## Begin Selected extract

As we head into 2017, how should one be positioned? Let’s explore that idea with a trio of contrarian indicators.
US Treasuries?
The one idea most widely agreed upon is that Trump will spur inflation and treasuries are the last place to be.
This headline says it all.
US Equities?
The nearly always wrong Harry Dent threw in the towel on his stock market crash prediction on December 19.
Please consider Economist who Predicted a 17,000-Point Stock-Market Crash Just 10 Days Ago is Suddenly Bullish.
Harry Dent is bullish.
Dent, an economist and one of the biggest doubters of the stock market’s rise since the end of the recession, said he no longer believes a crash is imminent for the market after persistently calling for a massive drop over the past seven years.
What changed the mind of the man who said that the market would be “cut in half” in 2011, called for a “year and a half” long crash in 2013, and said the Dow could fall 17,000 points as recently as December 10?
The markets ability to withstand the election of Donald Trump.
“All of my research pointed to signs that the end was near,” wrote Dent in a blog post last week. “The Dow was set to shed thousands of points in short order. How much has changed since November 8.”

## End Selected extract
## Begin Supplied records

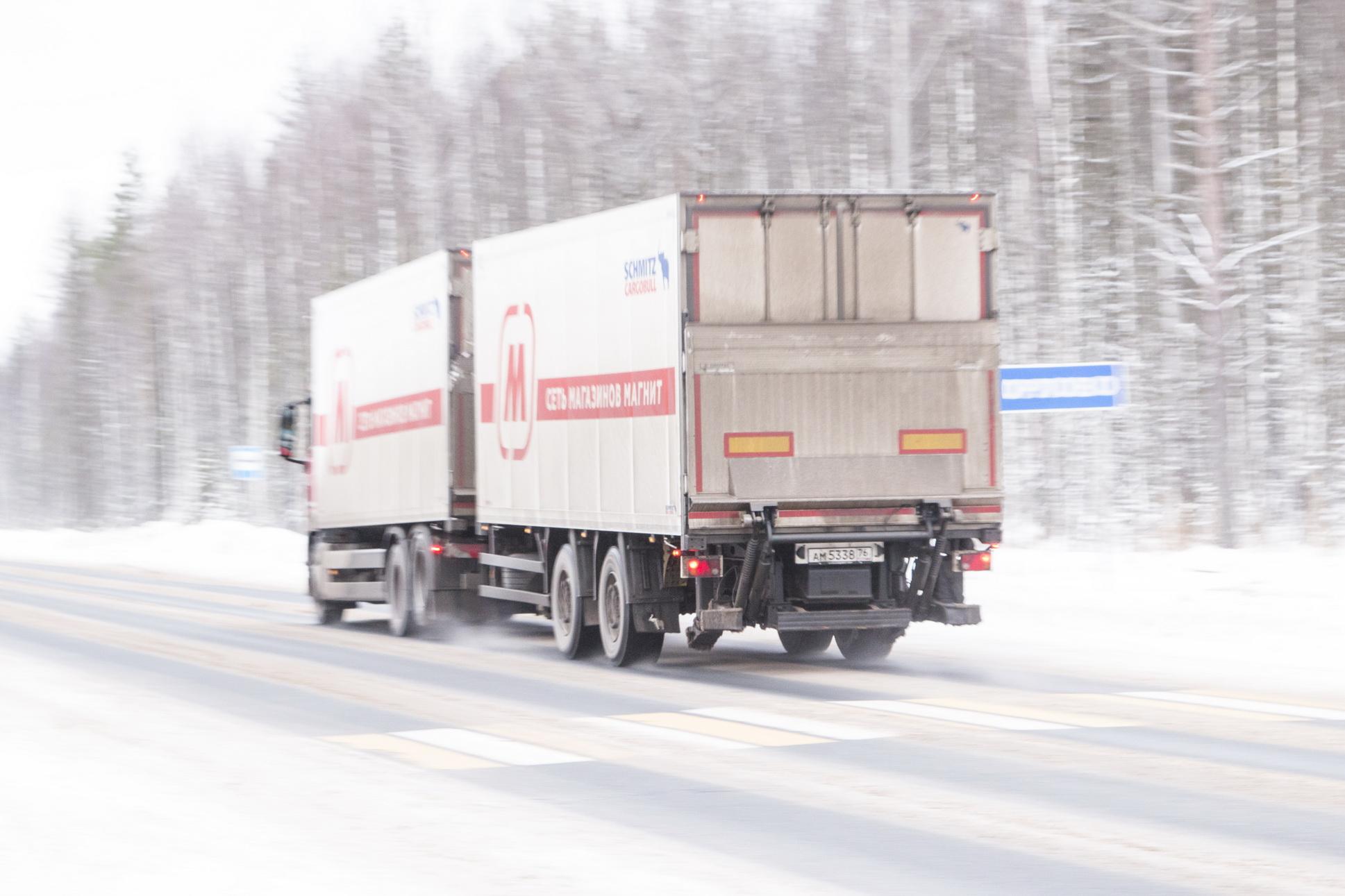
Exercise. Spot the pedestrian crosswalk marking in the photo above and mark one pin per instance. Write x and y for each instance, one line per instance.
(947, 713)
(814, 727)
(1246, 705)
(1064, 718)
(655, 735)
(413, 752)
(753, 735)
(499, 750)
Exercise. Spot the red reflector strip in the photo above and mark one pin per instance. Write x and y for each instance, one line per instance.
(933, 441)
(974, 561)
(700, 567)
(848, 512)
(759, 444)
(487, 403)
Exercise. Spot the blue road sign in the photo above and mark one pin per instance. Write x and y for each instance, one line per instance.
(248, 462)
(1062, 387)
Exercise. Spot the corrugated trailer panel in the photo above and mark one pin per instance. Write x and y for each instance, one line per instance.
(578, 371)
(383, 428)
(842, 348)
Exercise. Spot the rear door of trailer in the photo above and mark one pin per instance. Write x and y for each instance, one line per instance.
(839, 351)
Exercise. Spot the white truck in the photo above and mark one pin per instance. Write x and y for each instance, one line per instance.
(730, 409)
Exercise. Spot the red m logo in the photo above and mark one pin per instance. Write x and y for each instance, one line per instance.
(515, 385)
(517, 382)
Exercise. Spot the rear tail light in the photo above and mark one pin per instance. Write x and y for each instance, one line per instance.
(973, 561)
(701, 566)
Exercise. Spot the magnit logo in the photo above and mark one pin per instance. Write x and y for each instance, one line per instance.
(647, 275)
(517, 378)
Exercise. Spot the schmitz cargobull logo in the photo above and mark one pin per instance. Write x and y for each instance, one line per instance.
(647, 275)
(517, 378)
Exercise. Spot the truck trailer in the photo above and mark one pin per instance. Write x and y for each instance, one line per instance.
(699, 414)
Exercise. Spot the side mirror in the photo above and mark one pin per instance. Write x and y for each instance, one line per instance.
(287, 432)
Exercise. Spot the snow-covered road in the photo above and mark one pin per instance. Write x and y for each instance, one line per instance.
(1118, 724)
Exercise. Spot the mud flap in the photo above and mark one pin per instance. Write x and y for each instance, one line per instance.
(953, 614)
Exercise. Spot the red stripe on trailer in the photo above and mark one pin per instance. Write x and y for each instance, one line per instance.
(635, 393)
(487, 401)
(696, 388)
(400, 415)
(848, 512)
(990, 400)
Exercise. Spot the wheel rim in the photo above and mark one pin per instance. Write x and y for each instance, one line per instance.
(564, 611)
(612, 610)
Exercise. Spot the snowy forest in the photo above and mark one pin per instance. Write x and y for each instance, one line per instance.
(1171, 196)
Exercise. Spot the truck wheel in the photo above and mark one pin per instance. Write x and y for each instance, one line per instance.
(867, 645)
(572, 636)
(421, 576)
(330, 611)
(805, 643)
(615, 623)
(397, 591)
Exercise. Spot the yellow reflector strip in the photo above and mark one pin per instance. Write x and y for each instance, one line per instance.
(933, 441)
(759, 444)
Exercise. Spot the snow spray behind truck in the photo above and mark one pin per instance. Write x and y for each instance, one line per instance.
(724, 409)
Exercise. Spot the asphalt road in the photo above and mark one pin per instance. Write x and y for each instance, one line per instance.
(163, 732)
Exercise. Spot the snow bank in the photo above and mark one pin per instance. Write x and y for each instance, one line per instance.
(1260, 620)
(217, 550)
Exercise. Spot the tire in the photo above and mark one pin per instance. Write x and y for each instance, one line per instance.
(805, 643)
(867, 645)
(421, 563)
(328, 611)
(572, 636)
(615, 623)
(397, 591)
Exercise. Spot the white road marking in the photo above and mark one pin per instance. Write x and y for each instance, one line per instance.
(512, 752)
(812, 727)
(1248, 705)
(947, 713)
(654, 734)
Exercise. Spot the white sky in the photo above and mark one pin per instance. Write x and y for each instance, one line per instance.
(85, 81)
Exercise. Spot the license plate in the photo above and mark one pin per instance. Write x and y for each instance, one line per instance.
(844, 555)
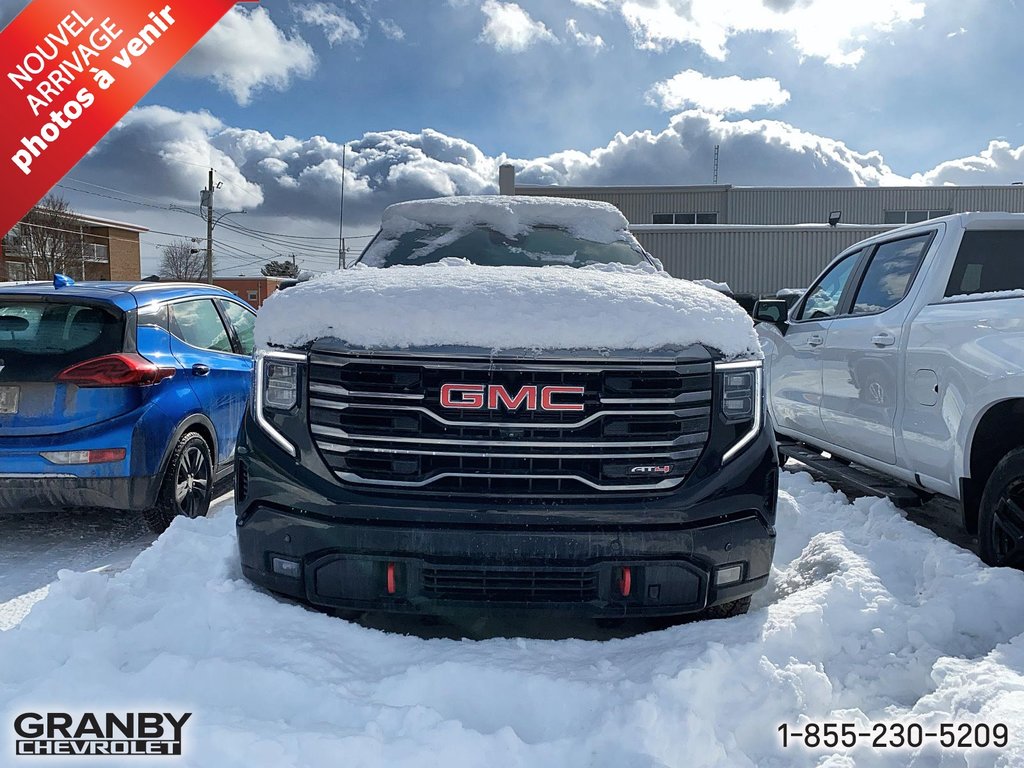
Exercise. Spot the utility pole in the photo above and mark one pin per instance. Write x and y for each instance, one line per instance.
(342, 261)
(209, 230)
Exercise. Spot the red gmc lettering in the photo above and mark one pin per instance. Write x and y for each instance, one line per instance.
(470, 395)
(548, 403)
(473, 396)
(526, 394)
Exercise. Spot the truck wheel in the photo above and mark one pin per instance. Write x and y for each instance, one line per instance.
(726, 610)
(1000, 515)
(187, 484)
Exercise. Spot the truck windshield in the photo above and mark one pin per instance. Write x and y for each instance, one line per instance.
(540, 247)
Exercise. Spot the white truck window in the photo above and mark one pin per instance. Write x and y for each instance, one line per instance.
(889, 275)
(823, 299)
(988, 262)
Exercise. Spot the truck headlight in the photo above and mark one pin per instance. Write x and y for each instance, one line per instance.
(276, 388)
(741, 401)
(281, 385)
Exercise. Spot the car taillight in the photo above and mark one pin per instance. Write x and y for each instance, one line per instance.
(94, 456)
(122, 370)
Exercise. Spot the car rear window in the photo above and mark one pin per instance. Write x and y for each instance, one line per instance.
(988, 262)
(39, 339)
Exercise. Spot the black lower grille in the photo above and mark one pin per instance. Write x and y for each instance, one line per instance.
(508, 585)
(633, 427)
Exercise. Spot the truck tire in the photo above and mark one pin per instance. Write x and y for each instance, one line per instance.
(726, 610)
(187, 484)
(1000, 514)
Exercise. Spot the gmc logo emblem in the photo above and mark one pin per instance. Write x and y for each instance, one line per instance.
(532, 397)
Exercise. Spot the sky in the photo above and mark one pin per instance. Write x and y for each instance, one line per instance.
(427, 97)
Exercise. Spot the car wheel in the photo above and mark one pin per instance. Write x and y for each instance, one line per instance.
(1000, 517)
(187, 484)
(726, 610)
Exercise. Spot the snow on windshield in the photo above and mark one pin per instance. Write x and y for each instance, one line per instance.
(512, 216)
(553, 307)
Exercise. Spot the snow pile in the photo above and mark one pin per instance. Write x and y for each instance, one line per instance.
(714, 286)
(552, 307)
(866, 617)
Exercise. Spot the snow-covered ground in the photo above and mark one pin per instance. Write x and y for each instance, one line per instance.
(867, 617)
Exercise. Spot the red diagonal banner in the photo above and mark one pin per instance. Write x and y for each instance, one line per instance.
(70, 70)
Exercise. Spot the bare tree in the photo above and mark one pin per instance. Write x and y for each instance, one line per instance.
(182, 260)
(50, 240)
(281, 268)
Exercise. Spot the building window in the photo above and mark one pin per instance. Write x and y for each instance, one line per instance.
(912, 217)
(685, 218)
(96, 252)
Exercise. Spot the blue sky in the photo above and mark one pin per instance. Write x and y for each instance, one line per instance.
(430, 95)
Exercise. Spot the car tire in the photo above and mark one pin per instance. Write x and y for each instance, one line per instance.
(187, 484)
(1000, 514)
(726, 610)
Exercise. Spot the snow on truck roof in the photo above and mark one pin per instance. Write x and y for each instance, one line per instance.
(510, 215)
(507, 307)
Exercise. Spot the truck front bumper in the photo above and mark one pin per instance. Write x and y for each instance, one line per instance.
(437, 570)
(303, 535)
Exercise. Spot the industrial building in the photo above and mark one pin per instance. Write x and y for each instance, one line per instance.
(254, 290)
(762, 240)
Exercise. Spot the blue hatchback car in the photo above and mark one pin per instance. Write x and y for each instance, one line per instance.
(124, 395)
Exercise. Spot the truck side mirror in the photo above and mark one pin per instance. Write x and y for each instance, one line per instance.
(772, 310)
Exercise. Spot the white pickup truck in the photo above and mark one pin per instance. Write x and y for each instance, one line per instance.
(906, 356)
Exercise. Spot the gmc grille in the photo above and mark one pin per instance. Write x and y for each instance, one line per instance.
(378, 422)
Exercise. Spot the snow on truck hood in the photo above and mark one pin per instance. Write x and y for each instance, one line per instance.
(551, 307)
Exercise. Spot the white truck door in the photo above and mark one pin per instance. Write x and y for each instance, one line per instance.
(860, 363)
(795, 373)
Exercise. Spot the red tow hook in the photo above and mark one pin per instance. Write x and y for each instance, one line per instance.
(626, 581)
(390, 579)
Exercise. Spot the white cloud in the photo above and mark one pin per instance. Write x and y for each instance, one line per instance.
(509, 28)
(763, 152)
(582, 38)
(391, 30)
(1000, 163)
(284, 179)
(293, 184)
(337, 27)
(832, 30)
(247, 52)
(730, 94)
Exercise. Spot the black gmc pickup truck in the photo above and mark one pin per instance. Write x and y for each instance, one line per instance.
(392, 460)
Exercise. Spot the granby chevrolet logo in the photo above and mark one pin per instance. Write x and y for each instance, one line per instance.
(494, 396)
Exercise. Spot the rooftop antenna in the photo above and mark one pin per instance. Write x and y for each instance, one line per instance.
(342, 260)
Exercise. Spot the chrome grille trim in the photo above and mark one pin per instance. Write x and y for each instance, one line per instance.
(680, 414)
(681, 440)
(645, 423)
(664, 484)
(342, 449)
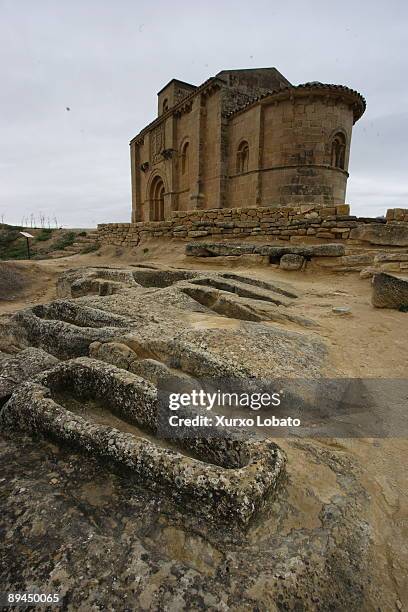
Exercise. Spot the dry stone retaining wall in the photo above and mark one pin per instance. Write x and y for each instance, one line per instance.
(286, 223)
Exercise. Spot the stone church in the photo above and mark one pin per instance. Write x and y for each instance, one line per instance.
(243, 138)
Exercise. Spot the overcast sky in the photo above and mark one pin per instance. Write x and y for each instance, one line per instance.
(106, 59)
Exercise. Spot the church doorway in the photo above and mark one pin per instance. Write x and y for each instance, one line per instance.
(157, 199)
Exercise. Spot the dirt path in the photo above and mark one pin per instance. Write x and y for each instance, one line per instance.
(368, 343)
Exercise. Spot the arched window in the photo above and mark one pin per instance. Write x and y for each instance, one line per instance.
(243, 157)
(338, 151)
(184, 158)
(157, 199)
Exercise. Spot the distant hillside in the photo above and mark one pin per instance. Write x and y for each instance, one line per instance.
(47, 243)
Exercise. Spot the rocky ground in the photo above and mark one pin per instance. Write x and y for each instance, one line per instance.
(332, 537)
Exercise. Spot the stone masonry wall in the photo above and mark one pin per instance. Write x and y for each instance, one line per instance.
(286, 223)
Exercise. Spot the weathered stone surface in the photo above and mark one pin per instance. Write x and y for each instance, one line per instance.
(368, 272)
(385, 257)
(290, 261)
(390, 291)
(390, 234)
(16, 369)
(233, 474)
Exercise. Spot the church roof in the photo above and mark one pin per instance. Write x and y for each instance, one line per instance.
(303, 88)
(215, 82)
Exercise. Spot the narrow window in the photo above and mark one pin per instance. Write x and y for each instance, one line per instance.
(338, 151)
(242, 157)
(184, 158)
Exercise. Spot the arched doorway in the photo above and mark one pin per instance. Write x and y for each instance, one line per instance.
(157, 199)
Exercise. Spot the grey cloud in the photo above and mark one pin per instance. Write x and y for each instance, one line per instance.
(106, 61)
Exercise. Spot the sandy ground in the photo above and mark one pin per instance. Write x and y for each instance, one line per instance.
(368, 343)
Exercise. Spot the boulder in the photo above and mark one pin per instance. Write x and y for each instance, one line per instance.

## End Supplied records

Work to complete
[1] Reproduce word for word the part of the market-outlook passage starting at "US Treasuries?" and ending at "US Equities?".
[2] Pick up the passage on positioning for 2017 right after its final sentence and keep writing it.

Exercise responses
[1]
US Treasuries?
The one idea most widely agreed upon is that Trump will spur inflation and treasuries are the last place to be.
This headline says it all.
US Equities?

[2]
“No matter how irrational this market is, I admit I’ve gotten the timing wrong,” said Dent.
Gold?
I discussed gold on December 27 in Financial Times, Barron’s Tout Death of Gold.
Here are the pertinent headlines.
End of a Golden Era
For Whom the Bell Tolls
Synopsis
- Gold is despised
- Treasuries are despised
- Harry “wrong way” Dent is suddenly bullish
Magazine Curse
Finally, please consider Dow 20,000: Another Magazine Curse? Amusing Cover Flashbacks From Economist, Newsweek, Others.
Mike “Mish” Shedlock
US Treasury yields have nothing to do with inflation — they are openly manipulated by one buyer trying to corner the market: the FOMC.
Yellen has lost control, her intellectual view of both herself and the world is clearly wrong. She and Bernanke are scrambling to save face or find someone else to blame.
If inflation had been a driver, yields never would have gone as low as they did.
Anyone buying Treasuries here is betting central banks (the Fed in particular) will somehow regain credibility.
Everyone who pays their own bills knows prices for most things have been going up more than CPI for a very long time.
Obamacare is screwing Americans for 25-30% more every year (with healthcare representing 15% of GDP). Healthcare costs ALONE mean cost of living is climbing at least 3% yoy — more than the yield on a 30yr bond today.
I have no idea if Trump will drive inflation — but only a fool believes CPI inflation was ever as low as the fools at the Federal Reserve were claiming.
The slow death of Bernanke/Yellen’s credibility is what is causing yields to rise now.
It’s clearly time to have a Muslim head of the Fed.
Thirty years of Ashkenazi have resulted in the destruction of retirees, the impoverishment of the middle class and the biggest financial asset bubble in history.
It is time for someone who eschews Usury.
“Harry “wrong way” Dent is suddenly bullish”.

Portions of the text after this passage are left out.